* _Problem_:
Answer these questions from the report on the Tel Aviv pub bombing:
1. How many Israelis were killed in the attack?
2. From where did the two men enter Israel?
3. How many days of training does the ISM process include?

* _Given passage_:
Jerusalem (CNSNews.com) - A massive manhunt was underway in Tel Aviv on Friday for a British citizen, believed to be an accomplice of a suicide bomber who blew himself up earlier this week outside a seaside pub. Three Israelis were killed in the attack and scores more were wounded.
Omar Khan Sharif reportedly planned to blow himself up, too, but his explosive device apparently malfunctioned and he fled. Britain said it is working closely with Israel in the investigation.
British media reported on Friday that the two men, who entered Israel from the Gaza Strip just hours before the deadly blast, had posed as peace activists there. They reportedly took part in one gathering dedicated to the memory of Rachel Corrie - an American citizen and activist with the International Solidarity Movement, who died when an Israeli bulldozer ran over her in March.
The ISM said on Friday that the two British men had never worked with them.
"We had no contact with them whatsoever," said ISM's media coordinator Tom Wallace.
"We have a process for training and screening [for activists]. There are two days of training [and] the training also functions as a screening [process]," Wallace said.
After the activists are trained they are assigned to "affinity groups," which makes it easier to identify infiltrators, he said. "No one is acting alone."
Meanwhile, an Israeli government official confirmed on Friday that Israel intends to crack down on pro-Palestinian peace activists, although the official said it had nothing to do with the case of the two British citizens.

* _Records supplied_:

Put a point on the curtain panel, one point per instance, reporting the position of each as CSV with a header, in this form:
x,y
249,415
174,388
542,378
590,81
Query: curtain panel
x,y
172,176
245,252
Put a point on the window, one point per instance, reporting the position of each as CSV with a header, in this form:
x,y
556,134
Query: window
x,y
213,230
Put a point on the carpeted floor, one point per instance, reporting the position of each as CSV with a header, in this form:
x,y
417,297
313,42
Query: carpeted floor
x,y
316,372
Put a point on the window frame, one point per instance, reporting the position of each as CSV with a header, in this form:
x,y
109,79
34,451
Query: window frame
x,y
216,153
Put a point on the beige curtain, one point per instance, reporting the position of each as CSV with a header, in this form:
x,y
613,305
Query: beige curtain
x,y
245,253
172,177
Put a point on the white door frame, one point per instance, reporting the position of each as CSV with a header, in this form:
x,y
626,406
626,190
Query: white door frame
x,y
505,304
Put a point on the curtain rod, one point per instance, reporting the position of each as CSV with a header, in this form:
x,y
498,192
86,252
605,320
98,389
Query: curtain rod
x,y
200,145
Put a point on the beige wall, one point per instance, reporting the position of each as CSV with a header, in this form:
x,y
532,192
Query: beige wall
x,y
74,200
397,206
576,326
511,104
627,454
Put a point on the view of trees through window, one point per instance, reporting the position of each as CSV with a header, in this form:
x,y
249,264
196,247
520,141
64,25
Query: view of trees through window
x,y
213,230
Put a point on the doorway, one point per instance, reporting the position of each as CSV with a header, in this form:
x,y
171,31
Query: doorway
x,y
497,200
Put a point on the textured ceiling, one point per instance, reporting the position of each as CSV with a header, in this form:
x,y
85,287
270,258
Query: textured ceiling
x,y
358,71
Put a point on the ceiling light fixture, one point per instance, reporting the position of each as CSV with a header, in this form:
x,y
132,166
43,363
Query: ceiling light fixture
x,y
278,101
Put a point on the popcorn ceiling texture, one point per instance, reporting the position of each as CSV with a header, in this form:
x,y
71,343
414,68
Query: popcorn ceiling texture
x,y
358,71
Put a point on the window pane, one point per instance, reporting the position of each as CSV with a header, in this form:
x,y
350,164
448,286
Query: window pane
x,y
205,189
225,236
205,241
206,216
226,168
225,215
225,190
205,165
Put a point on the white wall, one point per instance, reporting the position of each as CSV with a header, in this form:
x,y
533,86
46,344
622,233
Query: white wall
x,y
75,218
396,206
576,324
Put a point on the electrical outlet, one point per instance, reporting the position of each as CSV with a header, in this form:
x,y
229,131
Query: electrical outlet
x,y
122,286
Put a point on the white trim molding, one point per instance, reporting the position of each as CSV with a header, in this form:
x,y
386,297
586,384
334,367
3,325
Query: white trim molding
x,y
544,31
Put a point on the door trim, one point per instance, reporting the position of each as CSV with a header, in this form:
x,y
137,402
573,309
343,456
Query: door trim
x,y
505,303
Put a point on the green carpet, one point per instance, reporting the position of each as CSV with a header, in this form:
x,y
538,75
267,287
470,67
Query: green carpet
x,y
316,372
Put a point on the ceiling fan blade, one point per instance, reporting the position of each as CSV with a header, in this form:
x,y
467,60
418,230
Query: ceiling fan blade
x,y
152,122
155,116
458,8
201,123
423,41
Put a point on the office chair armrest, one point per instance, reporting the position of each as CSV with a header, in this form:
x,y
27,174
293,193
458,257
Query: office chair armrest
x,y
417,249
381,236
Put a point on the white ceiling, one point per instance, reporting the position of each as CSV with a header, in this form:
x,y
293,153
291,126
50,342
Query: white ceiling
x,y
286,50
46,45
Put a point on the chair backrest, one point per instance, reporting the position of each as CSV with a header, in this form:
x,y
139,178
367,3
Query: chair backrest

* _Answer to the exercise_:
1. Three
2. The Gaza Strip
3. Two